The data below holds a line containing "Task: pick out one point on every instance of the utility" and a line containing "Task: pick out one point on every instance of the sky."; please quote exactly those two lines and every line between them, and nothing else.

Input records -
>>>

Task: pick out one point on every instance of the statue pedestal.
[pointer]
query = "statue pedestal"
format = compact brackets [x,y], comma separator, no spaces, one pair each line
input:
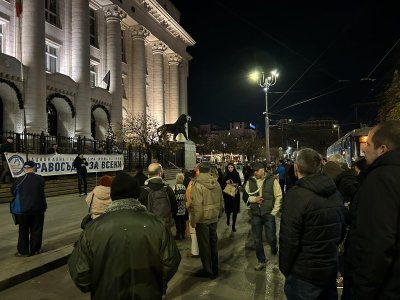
[189,152]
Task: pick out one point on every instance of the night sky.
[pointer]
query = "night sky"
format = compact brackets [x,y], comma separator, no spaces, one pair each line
[317,49]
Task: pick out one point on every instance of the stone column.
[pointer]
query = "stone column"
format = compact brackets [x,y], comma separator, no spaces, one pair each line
[80,55]
[137,105]
[158,49]
[183,108]
[33,57]
[114,15]
[173,107]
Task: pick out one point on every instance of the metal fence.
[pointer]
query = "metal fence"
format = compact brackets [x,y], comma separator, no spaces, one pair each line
[171,156]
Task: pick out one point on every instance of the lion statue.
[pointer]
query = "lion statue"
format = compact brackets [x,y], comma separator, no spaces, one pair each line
[175,128]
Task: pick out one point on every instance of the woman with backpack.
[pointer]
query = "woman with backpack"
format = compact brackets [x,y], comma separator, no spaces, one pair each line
[181,216]
[232,204]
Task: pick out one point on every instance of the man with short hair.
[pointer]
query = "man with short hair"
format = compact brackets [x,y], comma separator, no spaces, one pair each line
[375,238]
[126,253]
[155,183]
[206,205]
[311,229]
[264,199]
[7,147]
[30,214]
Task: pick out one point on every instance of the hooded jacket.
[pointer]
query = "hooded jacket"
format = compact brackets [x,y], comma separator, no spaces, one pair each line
[155,184]
[311,229]
[206,202]
[101,200]
[375,241]
[126,253]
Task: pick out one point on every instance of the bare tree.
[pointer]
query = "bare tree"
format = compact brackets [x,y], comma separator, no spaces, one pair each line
[390,108]
[140,131]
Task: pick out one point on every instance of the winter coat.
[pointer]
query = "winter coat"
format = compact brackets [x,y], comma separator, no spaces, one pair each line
[140,178]
[312,227]
[232,204]
[126,253]
[101,200]
[155,184]
[375,241]
[32,195]
[78,162]
[206,202]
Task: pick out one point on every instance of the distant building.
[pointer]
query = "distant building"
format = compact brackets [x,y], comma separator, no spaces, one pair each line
[67,47]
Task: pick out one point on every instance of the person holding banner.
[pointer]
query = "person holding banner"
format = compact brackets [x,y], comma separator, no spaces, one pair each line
[80,164]
[31,208]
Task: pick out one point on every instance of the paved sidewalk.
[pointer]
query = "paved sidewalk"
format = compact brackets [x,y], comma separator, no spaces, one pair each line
[237,258]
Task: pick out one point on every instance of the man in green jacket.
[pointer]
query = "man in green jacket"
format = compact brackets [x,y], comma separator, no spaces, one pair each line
[206,204]
[126,253]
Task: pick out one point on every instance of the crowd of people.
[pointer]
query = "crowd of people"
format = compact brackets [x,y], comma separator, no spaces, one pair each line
[334,221]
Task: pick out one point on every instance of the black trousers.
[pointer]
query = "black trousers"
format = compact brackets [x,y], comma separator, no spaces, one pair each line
[30,233]
[82,179]
[208,246]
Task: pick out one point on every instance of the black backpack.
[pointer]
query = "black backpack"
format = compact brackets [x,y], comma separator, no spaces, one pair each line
[158,203]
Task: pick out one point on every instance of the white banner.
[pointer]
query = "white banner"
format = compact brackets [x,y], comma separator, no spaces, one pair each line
[61,164]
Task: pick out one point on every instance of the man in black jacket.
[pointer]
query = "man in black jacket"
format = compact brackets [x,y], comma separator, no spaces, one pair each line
[311,229]
[30,214]
[80,165]
[375,238]
[126,253]
[155,183]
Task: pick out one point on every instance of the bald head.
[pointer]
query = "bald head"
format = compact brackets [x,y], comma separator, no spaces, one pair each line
[155,169]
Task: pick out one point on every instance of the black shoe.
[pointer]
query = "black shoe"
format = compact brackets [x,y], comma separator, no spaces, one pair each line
[21,255]
[202,274]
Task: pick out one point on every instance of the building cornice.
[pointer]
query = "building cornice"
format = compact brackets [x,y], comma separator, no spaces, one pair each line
[164,19]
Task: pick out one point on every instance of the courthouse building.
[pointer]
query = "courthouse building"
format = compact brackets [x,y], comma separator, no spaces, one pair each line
[77,66]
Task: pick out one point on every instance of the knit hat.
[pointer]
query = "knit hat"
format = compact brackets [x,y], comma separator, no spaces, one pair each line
[204,167]
[123,186]
[256,166]
[105,180]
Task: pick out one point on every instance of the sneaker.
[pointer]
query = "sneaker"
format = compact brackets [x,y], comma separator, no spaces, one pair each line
[259,266]
[21,255]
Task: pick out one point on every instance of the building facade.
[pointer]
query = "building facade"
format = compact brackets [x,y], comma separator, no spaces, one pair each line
[76,67]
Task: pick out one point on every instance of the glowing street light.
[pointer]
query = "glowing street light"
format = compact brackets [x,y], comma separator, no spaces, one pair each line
[265,82]
[338,128]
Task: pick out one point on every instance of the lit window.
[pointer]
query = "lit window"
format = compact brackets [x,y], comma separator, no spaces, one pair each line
[51,58]
[51,11]
[123,87]
[93,27]
[122,47]
[1,37]
[93,75]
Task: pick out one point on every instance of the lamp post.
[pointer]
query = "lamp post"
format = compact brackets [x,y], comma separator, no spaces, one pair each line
[265,82]
[338,128]
[297,146]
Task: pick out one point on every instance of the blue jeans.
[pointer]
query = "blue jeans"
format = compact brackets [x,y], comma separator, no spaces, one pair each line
[296,289]
[257,224]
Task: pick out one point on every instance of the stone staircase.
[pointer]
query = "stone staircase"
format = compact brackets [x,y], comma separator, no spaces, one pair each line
[68,184]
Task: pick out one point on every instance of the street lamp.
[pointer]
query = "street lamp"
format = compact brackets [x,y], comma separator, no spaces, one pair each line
[265,82]
[297,145]
[338,128]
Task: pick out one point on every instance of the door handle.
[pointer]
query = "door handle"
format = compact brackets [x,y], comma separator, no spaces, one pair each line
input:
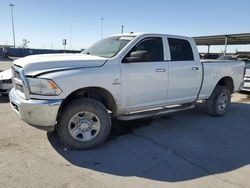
[160,70]
[195,68]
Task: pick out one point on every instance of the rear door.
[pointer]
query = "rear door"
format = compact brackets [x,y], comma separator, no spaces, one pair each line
[145,82]
[185,72]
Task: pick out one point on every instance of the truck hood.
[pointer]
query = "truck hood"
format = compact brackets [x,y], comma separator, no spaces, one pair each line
[6,75]
[39,64]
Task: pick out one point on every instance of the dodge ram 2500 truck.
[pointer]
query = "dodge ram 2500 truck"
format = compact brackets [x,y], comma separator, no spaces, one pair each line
[126,77]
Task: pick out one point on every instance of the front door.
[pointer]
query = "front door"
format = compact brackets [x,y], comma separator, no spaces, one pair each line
[144,75]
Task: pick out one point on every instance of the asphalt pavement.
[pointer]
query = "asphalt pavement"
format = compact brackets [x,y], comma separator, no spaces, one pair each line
[188,149]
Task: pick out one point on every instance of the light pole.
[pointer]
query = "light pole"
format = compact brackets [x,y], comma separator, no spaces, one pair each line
[122,29]
[102,19]
[13,29]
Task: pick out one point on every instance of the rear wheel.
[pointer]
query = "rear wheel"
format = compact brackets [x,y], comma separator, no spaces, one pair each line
[84,124]
[219,102]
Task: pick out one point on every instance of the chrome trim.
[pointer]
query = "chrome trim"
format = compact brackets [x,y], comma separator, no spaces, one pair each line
[41,113]
[22,82]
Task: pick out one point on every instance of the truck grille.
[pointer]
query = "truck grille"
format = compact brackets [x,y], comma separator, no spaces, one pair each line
[19,82]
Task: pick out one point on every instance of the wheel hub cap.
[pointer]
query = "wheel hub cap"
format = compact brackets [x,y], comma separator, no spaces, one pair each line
[84,126]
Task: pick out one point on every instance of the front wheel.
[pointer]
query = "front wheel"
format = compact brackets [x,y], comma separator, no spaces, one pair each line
[219,102]
[84,124]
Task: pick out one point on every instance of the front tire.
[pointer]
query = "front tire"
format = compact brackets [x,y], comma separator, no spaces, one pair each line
[84,124]
[219,102]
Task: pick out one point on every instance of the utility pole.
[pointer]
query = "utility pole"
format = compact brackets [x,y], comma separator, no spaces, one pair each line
[102,19]
[13,29]
[122,29]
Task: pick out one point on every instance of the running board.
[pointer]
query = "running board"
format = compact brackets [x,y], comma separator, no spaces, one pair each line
[153,113]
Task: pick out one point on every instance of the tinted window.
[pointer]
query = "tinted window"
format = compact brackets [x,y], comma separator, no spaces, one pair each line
[180,50]
[152,46]
[108,47]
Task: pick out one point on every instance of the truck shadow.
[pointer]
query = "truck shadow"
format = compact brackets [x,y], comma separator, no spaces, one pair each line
[4,99]
[174,148]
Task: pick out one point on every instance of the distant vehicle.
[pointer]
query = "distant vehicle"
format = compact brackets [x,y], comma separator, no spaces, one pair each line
[246,86]
[227,57]
[5,82]
[126,77]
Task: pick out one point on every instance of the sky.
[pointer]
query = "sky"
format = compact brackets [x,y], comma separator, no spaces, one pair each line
[46,22]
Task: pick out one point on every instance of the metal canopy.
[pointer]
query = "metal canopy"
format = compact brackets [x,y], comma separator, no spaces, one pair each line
[230,39]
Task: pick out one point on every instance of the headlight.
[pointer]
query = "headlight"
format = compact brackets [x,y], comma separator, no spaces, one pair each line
[43,87]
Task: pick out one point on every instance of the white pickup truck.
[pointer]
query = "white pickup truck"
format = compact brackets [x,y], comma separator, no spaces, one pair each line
[126,77]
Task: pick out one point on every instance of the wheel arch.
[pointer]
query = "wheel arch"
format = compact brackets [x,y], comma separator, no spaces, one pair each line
[98,93]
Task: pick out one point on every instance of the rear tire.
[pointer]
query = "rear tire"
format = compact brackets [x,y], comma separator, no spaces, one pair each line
[219,102]
[84,124]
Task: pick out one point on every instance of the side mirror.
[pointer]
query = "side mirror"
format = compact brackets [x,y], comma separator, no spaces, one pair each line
[137,56]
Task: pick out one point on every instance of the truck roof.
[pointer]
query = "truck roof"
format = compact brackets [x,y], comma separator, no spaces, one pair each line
[143,34]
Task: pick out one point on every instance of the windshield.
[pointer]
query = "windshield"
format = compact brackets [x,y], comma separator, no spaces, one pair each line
[108,47]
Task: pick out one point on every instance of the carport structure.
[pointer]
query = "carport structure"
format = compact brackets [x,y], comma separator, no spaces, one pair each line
[229,39]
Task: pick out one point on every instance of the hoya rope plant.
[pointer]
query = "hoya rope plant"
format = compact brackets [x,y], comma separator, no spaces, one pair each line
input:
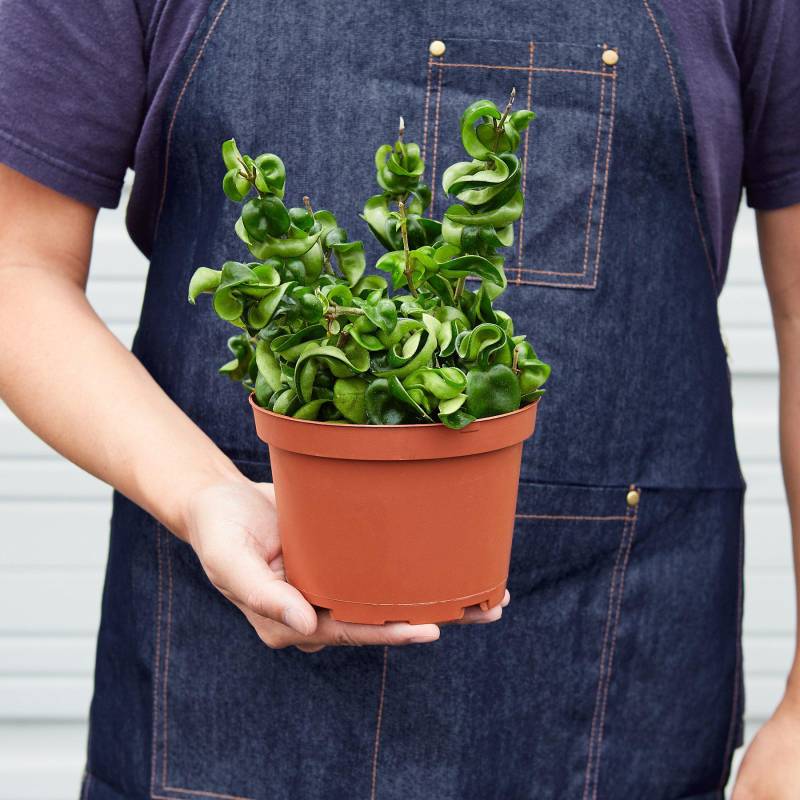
[321,340]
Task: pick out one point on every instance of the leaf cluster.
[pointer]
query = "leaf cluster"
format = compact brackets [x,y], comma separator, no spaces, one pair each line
[319,339]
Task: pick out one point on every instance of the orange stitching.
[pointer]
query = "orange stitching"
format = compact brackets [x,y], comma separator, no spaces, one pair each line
[157,658]
[679,103]
[738,668]
[87,784]
[612,118]
[165,679]
[588,234]
[556,283]
[204,794]
[605,180]
[167,636]
[436,139]
[426,113]
[531,47]
[601,670]
[527,69]
[376,748]
[178,102]
[601,729]
[570,517]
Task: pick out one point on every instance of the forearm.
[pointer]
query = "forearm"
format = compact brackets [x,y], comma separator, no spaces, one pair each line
[779,240]
[789,346]
[74,384]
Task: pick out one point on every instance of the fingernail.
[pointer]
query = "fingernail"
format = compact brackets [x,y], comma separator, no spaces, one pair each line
[296,620]
[423,638]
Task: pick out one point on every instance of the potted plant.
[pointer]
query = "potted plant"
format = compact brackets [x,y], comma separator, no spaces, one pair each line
[395,417]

<<<

Solution for this task -
Task: pick out one point on every instance of the utility pole.
[pointer]
query = "utility pole"
format = compact brackets [x,y], comma separator, no spaces, one pair each line
[102,19]
[13,29]
[122,29]
Task: pick out one point on every instance of the running board.
[pointer]
query = "running board"
format = compact brackets [x,y], comma separator, no spaces, one pair each line
[153,113]
Task: pick out one point on every instance of the tinted window.
[pointer]
query = "tinted window"
format = compact brackets [x,y], comma separator, no spaces, one pair each line
[180,50]
[152,46]
[108,47]
Task: pick out one point on every instance of the truck shadow.
[pointer]
query = "truck shadow"
format = compact brackets [x,y], comma separator, no spaces, one pair each line
[4,99]
[174,148]
Task: pick out one point on every instance of the distant vehicle.
[pointer]
query = "distant vehicle"
format = compact brackets [x,y], comma separator, no spaces, one pair each line
[246,86]
[227,57]
[5,82]
[126,77]
Task: pick out one point on every instance of the sky.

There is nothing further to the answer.